Information
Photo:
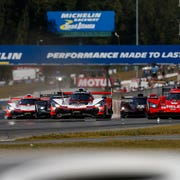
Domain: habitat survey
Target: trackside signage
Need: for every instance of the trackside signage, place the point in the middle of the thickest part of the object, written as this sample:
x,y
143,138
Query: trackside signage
x,y
93,82
80,55
80,21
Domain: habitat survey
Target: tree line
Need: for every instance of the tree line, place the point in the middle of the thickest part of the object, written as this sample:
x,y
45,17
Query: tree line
x,y
25,22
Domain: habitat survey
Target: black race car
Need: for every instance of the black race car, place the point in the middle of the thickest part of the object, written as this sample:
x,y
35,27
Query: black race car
x,y
133,106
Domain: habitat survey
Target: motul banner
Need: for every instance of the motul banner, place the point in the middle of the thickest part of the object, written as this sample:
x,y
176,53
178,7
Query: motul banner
x,y
93,82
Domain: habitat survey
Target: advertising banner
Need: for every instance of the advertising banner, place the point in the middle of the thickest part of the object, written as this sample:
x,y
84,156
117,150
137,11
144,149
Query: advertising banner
x,y
93,82
92,55
81,21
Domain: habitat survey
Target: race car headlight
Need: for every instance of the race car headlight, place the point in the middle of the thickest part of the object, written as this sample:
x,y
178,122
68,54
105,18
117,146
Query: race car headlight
x,y
152,105
54,104
10,108
100,104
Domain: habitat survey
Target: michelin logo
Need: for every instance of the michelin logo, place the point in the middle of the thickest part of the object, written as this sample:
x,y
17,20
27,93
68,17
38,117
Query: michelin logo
x,y
10,56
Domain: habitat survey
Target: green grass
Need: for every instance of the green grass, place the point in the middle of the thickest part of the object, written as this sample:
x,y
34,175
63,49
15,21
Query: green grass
x,y
21,143
160,130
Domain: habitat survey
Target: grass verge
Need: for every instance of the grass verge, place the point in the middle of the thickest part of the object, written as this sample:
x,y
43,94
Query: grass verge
x,y
34,141
160,130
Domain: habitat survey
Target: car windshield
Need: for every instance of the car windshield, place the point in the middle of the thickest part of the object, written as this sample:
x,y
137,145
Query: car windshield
x,y
27,101
173,96
80,96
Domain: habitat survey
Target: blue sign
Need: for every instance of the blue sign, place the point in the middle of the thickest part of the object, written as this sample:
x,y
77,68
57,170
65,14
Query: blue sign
x,y
81,21
92,55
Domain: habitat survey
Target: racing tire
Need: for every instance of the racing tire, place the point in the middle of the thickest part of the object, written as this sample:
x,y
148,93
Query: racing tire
x,y
53,117
150,117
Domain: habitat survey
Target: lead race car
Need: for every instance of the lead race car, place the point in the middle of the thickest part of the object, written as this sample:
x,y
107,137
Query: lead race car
x,y
21,107
81,103
167,106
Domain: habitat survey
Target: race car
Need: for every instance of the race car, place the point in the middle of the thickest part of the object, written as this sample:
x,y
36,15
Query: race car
x,y
11,104
81,103
164,106
21,107
133,106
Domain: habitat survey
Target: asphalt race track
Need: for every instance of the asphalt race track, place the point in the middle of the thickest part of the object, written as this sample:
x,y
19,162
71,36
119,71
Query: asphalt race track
x,y
11,129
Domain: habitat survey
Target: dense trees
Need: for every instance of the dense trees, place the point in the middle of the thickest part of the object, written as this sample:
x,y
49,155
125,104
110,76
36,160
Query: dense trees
x,y
25,22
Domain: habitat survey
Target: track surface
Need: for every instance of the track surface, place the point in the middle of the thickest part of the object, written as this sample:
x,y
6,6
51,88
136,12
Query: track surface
x,y
10,129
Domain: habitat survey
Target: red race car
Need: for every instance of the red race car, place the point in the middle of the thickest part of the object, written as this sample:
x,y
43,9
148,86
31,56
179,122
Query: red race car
x,y
164,106
81,103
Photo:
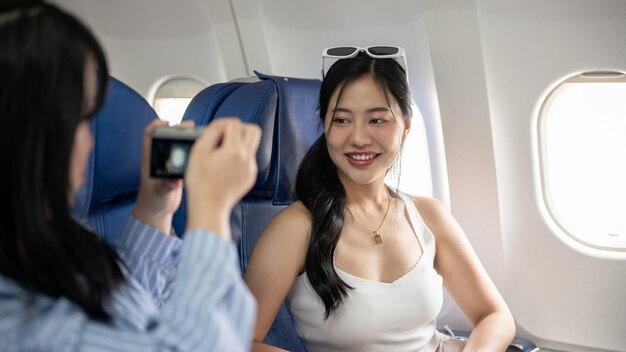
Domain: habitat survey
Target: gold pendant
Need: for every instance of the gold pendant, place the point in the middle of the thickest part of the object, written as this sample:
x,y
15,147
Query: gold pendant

How to complete this task
After removing each picture, print the entries above exactly as they were.

Response to this task
Photo:
Domain: habitat survey
Target: trackside signage
Need: for every instance of the trackside signage, place the point in the middle of the thickest part of the object, written as this sample:
x,y
143,138
Query: trackside signage
x,y
93,82
80,55
80,21
Domain: habitat survey
Target: tree line
Need: for every instance of the tree line, place the point in the middle of the thickest part of the object, written as this sample:
x,y
45,17
Query: tree line
x,y
25,22
Domain: habitat survey
Target: black race car
Need: for every instance of the black race car, place the point in the middle of the thickest part of the object, written as this sample:
x,y
35,27
Query: black race car
x,y
133,106
Domain: habitat survey
Target: motul banner
Need: for every instance of the motul banner, place the point in the middle of the thickest part of the object, written as this sample:
x,y
176,53
178,7
Query: motul banner
x,y
93,82
Domain: habitat survey
Target: advertising banner
Need: for every instance of the advertising banner, place the point in the middle of the thickest part of the object, written as this sample:
x,y
84,156
117,150
137,11
144,149
Query: advertising banner
x,y
93,82
92,55
81,21
Domain: habitat survey
Target: race car headlight
Need: for every instance of the race car headlight, place the point in the middle of the thickest part of the object, written as this sample:
x,y
178,122
68,54
105,18
117,146
Query: race car headlight
x,y
152,105
54,104
10,108
100,104
Domain: habitat survey
Target: michelin logo
Need: for every instance of the michelin logo, place the point in the middle of the thickest part of the object, written as this sample:
x,y
17,20
27,93
68,17
38,117
Query: michelin logo
x,y
10,56
Domain: habitat survey
Target: green grass
Need: for every instance of the green grass, place the point in the middle of the thickest part of the object, written as this sample:
x,y
34,175
63,49
15,21
Query: green grass
x,y
21,143
160,130
Domain: habitat survey
Target: grass verge
Need: for every instance of the grass verge, place the point in the middle of the thickest part of the object, written as this sample:
x,y
43,94
Query: grass verge
x,y
34,141
160,130
Domain: habitat survey
Target: car windshield
Need: for every instance of the car windshield, place the point in the middle of the thickest part of the object, written as this sample:
x,y
137,145
Query: car windshield
x,y
27,101
173,96
80,96
Domain: habitat survey
Target: blue sign
Need: for every instance of the blue sign, place the point in the middle of the thickest part of the object, written as this sample:
x,y
77,68
57,170
65,14
Query: blue sign
x,y
81,21
92,55
Domain: habitat survey
Target: racing tire
Need: for every instance of the racing tire, place the point in the middle of the thickest part of the object, written as this sample:
x,y
148,93
Query: racing tire
x,y
53,117
150,117
Domain: habitat survey
Target: lead race car
Need: for every instance of the lead race car, place the point in the middle of the thickest part of the object, written as this sample:
x,y
107,137
Query: lead race car
x,y
21,107
81,103
167,106
Domain: habitat survey
Target: race car
Need: for every instance of the race car, place the point in the middle of the thickest part of the object, written as this sample:
x,y
36,15
Query: race car
x,y
11,104
81,103
164,106
21,107
133,106
Domain: habitat survey
Target: asphalt race track
Need: for every instance of the asphalt race track, place the point in the middle of the thickest part of the object, written as this sample:
x,y
19,162
71,36
119,71
Query: asphalt race track
x,y
11,129
Domain: habitat survey
Target: dense trees
Need: for every instance of the dense trees, place the point in the middle of the thickest part of the object, written as this sample:
x,y
49,155
125,104
110,76
36,160
Query: dense trees
x,y
25,22
Domain: habitat survey
Target: track surface
Need: for every instance of the track surface, place the point in the middle of the thickest part of the object, written as this sample:
x,y
6,6
51,88
136,12
Query: track surface
x,y
10,129
Domain: habitat survey
Target: red race car
Need: for every instance of the red race car, place the point in the middle of the thickest part of the object, written as this sample:
x,y
43,9
148,86
31,56
179,122
Query: red race car
x,y
164,106
81,103
Photo:
Domain: habitat survey
Target: gold pendant
Need: for every instance of the gold pendant, place the point in the middle of the thickest part of the object, written as this sample:
x,y
15,147
Query: gold pendant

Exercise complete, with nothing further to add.